● **EXTRAIT DU TEXTE**
"""
L'ancien Premier ministre britannique Tony Blair, qui était l'un des promoteurs politiques de l'intervention américaine (occidentale) en Afghanistan, s'est dit choqué par la décision de l'administration Biden de retirer les militaires, qualifiant cette décision de "tragique, dangereuse, inutile et idiote". Tony Blair a amené la Grande-Bretagne à participer à la campagne américaine contre l'Afghanistan en 2001, sous l'administration du président George W. Bush. Dans une déclaration cinglante adressée aux dirigeants américains, M. Blair a déclaré que "l'absence de consensus et de coopération et la profonde politisation des questions de politique étrangère et de sécurité affaiblissent clairement le pouvoir des États-Unis".

En conséquence, les alliés des États-Unis se méfient de l'absence de coordination et de coopération politique et sécuritaire sur les questions internationales d'intérêt commun. Au final, M. Blair a recommandé à l'administration américaine d'élaborer un plan diplomatique stratégique afin d'exercer une "pression maximale" sur les talibans, déclarant : "Nous devons dresser une liste d'incitations, de sanctions et d'actions que nous pouvons entreprendre, y compris la protection des civils, afin que les talibans comprennent que leurs actions auront des conséquences.

Certains analystes politiques ont affirmé que "le sang et l'argent des États-Unis sont gaspillés dans le bourbier afghan". D'autres voient dans la décision de retirer l'armée d'Afghanistan un coup terrible porté à la crédibilité de l'Amérique - sa crédibilité en tant que partenaire et sa position morale dans les affaires mondiales. Cependant, le président Biden signale que les États-Unis sont de retour en force sur la scène internationale. Le président Biden trouvera-t-il une porte permettant aux États-Unis de sortir pacifiquement des questions épineuses dans lesquelles les administrations successives se sont empêtrées depuis vingt ans ?
"""
● **DONNÉES FOURNIES**
"""
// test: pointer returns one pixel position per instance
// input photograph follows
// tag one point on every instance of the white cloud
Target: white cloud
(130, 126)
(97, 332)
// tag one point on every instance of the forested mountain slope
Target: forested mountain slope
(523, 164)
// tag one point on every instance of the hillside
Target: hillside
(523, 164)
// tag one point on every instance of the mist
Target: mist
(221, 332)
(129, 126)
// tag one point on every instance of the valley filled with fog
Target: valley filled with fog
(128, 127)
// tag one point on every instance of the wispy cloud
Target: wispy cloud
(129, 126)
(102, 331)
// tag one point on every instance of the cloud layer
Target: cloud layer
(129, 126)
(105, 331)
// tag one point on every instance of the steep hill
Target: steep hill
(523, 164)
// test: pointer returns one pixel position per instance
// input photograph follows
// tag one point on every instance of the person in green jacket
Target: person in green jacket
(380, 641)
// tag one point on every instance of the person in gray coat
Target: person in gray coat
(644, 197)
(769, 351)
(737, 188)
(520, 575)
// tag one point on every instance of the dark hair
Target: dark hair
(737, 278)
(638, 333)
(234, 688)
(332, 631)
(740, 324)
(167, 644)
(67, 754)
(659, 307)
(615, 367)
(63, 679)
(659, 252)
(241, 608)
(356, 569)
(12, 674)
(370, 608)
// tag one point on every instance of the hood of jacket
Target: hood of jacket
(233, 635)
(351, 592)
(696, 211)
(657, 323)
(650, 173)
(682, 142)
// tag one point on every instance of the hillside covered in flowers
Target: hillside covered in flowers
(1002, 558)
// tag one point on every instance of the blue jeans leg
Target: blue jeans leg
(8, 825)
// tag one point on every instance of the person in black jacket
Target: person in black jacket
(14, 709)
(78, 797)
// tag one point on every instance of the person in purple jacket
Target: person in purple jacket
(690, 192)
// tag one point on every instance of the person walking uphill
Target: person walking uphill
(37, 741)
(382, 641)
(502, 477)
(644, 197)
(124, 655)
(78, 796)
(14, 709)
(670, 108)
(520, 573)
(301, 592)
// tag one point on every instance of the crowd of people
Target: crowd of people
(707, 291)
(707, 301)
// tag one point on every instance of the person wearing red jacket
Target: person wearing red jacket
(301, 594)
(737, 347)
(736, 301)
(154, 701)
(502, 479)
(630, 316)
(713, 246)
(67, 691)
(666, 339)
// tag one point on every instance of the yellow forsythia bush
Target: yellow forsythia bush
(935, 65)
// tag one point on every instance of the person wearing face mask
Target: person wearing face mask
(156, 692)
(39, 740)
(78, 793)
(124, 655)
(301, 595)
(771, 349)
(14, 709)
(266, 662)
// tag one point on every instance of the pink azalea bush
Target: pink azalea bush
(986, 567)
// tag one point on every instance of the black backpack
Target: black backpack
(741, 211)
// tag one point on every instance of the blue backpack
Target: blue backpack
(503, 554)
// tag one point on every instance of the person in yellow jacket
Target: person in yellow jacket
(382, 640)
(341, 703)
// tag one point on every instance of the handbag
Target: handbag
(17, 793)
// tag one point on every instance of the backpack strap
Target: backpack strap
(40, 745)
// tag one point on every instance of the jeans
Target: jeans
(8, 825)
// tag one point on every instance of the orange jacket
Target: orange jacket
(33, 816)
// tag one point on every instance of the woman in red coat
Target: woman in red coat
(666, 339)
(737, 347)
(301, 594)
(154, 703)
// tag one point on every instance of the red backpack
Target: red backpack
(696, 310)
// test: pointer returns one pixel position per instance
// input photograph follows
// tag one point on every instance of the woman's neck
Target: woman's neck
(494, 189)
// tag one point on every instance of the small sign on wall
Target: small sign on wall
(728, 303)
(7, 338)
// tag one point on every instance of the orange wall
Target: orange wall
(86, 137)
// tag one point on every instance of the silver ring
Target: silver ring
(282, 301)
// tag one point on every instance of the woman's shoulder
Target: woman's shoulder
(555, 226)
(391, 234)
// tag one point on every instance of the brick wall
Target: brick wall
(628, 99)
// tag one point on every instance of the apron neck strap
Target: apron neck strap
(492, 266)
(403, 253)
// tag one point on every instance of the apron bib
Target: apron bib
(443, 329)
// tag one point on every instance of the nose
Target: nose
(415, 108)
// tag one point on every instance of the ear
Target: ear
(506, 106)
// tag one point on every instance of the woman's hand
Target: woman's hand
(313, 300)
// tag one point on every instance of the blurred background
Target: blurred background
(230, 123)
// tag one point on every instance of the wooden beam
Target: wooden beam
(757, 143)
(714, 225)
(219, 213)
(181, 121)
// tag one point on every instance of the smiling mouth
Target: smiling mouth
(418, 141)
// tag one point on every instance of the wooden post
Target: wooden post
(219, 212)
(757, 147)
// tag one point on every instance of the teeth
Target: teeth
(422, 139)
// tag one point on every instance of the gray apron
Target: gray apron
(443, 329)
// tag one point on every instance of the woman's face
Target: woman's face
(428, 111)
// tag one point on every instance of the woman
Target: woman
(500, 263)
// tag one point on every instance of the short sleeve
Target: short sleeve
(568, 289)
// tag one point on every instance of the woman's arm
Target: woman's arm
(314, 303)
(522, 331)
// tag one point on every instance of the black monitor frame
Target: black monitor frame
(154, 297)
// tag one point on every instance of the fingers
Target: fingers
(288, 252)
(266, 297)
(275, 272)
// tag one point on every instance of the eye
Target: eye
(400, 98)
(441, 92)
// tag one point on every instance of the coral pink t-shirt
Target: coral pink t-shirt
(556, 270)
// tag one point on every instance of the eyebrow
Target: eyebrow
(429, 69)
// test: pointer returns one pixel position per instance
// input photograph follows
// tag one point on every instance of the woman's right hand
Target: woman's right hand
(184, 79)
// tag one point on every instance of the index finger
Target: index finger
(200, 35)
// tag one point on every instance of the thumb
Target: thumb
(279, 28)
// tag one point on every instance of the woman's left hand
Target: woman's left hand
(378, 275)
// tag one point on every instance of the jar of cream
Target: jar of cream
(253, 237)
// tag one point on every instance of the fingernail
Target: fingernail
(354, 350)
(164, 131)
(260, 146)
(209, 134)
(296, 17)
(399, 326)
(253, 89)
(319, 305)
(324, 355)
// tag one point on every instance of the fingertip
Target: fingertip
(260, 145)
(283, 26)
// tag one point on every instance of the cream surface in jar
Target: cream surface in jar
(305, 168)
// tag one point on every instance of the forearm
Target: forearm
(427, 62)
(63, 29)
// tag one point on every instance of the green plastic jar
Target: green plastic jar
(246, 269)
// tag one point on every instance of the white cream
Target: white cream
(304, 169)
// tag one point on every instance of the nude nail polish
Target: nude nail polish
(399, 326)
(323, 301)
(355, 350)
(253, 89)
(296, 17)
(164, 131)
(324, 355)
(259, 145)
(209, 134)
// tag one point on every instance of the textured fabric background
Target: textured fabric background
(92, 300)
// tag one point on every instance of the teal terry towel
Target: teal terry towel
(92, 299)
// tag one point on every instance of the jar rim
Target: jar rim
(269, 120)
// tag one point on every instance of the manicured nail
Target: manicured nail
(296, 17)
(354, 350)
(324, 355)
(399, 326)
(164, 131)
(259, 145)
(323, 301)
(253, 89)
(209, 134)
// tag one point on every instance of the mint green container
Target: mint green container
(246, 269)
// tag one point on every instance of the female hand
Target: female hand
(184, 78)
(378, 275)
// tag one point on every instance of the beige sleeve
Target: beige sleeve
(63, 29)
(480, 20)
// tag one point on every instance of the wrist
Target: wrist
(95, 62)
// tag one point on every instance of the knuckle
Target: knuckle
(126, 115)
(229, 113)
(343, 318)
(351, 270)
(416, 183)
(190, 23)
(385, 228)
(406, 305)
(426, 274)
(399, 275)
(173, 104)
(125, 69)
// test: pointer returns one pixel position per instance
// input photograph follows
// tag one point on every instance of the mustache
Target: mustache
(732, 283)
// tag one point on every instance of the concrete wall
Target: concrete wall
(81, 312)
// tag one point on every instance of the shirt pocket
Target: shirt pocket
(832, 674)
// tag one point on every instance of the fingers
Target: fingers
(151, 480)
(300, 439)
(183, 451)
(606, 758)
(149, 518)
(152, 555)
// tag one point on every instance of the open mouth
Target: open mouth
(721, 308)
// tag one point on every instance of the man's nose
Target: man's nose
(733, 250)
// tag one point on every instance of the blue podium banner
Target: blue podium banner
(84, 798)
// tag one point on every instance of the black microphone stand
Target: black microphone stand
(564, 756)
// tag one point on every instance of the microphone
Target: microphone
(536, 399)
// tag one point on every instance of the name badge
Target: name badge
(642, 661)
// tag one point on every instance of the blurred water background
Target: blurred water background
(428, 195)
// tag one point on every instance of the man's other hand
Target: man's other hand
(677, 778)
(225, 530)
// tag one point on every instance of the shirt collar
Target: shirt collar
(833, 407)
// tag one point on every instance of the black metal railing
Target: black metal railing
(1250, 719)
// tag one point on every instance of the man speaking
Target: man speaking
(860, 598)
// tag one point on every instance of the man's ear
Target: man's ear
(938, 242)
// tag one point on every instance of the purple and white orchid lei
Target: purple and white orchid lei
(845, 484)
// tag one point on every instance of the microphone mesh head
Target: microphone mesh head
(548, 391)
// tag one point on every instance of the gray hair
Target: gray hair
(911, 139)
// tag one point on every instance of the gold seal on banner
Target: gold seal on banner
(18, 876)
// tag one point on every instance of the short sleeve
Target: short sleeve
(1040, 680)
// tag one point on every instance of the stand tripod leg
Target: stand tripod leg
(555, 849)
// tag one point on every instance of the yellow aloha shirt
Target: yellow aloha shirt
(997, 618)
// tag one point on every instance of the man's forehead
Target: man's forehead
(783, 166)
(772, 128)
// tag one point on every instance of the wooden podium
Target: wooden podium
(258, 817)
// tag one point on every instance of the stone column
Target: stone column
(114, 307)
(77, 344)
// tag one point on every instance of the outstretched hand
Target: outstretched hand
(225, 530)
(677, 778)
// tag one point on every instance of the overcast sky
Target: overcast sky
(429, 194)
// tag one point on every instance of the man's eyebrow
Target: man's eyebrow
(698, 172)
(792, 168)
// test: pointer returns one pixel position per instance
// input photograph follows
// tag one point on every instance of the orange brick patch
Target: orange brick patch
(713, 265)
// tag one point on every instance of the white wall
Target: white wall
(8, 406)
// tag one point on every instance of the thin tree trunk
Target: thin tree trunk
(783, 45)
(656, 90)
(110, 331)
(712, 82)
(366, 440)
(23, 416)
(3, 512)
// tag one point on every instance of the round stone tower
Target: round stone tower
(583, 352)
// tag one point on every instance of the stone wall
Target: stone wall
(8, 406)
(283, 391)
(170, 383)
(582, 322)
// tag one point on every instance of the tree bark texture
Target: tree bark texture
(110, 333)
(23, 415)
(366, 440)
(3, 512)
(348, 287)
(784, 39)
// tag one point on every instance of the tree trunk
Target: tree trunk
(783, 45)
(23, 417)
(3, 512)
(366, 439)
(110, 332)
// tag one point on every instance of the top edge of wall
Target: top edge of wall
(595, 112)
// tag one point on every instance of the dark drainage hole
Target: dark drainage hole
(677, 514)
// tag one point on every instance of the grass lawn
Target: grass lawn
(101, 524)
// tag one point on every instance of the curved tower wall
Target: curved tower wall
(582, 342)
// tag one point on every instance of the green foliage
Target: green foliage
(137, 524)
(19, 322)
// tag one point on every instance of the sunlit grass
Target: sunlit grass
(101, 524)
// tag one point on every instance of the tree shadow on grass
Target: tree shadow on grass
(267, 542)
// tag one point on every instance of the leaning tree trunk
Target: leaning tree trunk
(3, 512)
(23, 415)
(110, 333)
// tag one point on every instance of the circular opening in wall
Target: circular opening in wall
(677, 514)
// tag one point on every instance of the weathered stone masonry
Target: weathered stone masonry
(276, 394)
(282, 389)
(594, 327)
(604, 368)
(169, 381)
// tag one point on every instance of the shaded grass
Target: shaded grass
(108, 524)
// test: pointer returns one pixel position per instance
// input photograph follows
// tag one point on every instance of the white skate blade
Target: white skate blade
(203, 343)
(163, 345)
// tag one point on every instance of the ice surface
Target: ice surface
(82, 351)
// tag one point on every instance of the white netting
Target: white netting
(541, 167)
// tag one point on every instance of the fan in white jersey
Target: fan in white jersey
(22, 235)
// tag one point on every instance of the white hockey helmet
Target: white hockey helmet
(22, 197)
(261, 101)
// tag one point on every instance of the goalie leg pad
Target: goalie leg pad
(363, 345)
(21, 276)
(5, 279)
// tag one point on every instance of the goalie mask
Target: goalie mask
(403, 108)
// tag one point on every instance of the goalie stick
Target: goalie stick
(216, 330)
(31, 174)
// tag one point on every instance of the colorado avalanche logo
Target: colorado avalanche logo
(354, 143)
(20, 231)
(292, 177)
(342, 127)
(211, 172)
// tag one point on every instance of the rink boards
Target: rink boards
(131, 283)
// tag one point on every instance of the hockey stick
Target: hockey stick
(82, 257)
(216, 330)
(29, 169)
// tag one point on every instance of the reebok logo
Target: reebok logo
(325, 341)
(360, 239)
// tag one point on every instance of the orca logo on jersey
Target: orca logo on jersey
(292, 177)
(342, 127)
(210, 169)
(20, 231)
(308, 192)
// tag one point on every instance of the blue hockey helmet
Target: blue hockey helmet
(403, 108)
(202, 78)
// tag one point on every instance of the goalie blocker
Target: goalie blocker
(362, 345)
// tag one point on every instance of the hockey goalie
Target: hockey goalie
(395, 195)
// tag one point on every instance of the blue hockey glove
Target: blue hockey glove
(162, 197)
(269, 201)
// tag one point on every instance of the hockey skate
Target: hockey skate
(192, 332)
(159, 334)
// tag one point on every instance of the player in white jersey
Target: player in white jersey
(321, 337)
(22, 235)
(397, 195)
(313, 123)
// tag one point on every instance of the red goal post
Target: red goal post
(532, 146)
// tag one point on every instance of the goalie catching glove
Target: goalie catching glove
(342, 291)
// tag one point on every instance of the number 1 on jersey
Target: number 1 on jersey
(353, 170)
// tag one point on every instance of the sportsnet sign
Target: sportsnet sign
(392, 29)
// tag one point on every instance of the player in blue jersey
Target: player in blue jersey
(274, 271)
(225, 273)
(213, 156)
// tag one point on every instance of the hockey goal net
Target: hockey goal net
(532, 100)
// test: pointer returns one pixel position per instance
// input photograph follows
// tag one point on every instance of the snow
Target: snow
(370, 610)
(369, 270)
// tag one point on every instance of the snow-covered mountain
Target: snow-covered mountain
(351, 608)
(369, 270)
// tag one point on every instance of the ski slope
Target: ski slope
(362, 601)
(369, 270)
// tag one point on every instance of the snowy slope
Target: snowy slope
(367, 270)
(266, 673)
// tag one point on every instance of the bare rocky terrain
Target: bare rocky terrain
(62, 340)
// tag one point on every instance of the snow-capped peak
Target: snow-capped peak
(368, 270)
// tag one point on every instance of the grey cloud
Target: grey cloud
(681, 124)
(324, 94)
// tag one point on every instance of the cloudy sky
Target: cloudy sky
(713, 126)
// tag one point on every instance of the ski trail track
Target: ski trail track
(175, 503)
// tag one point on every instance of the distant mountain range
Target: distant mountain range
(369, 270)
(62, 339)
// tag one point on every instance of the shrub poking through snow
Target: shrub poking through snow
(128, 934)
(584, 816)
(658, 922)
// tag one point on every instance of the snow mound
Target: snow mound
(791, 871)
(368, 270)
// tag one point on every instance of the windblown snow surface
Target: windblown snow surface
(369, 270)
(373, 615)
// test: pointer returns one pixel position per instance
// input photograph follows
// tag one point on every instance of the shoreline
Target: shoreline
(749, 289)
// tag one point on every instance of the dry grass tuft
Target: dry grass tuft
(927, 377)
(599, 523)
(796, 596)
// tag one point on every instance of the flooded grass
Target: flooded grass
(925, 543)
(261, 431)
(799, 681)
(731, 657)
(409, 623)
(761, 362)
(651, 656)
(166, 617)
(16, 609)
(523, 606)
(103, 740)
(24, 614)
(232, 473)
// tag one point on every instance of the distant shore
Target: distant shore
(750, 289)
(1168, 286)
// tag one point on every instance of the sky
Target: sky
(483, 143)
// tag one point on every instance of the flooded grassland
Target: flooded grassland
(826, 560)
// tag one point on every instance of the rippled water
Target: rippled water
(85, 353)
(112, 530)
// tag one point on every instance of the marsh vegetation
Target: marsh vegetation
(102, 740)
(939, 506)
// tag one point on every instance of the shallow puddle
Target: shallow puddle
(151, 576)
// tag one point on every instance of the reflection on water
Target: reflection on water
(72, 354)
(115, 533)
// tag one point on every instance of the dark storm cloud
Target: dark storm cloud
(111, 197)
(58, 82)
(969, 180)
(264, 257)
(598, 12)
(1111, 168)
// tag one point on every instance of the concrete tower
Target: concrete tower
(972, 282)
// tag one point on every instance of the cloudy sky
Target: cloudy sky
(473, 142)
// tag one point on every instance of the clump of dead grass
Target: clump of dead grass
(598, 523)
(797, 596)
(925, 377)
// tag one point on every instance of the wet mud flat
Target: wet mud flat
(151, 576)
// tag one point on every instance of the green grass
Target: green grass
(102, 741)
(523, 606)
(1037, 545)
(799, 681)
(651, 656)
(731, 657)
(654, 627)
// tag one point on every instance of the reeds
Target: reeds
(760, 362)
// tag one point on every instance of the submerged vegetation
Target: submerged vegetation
"""
● **CONSIGNES DE L'EXERCICE**
1 > Indiquez si chacune des affirmations suivantes concorde avec le texte sur le retrait d'Afghanistan. Répondez par oui ou par non et citez à l'identique les mots du texte qui tranchent. (a) Tony Blair a qualifié la décision de retirer les militaires de « tragique, dangereuse, inutile et idiote ». (b) Tony Blair a engagé la Grande-Bretagne dans la campagne contre l'Afghanistan sous l'administration de Barack Obama. (c) Selon le texte, tous les analystes politiques voient dans le retrait un coup porté à la crédibilité de l'Amérique.
2 > Poursuivez le texte sur le retrait d'Afghanistan à partir de sa dernière phrase.

● **RÉPONSES ATTENDUES**
1 >
(a) Oui : « qualifiant cette décision de "tragique, dangereuse, inutile et idiote" ».
(b) Non : « sous l'administration du président George W. Bush ».
(c) Non : « Certains analystes politiques ont affirmé que "le sang et l'argent des États-Unis sont gaspillés dans le bourbier afghan" » et « D'autres voient dans la décision de retirer l'armée d'Afghanistan un coup terrible porté à la crédibilité de l'Amérique ».

2 >
La scène internationale d'aujourd'hui est très différente de celle du début du 21e siècle. La Chine est devenue plus puissante et possède la deuxième plus grande économie du monde, la Russie a retrouvé sa force et travaille à la formation d'une alliance eurasienne, et l'Iran se développe rapidement au Moyen-Orient malgré les sanctions américaines. Le président Biden est conscient que les États-Unis vont perdre du temps et de l'argent dans des guerres inutiles au Moyen-Orient parce que le danger imminent pour les États-Unis vient de l'Asie de l'Est et, plus précisément, de la Chine. Par conséquent, les États-Unis cherchent à accroître leur présence militaire en Asie-Pacifique et en mer de Chine méridionale, et à établir davantage d'alliances politiques, économiques et militaires en Asie dans le but de saper les progrès de la Chine.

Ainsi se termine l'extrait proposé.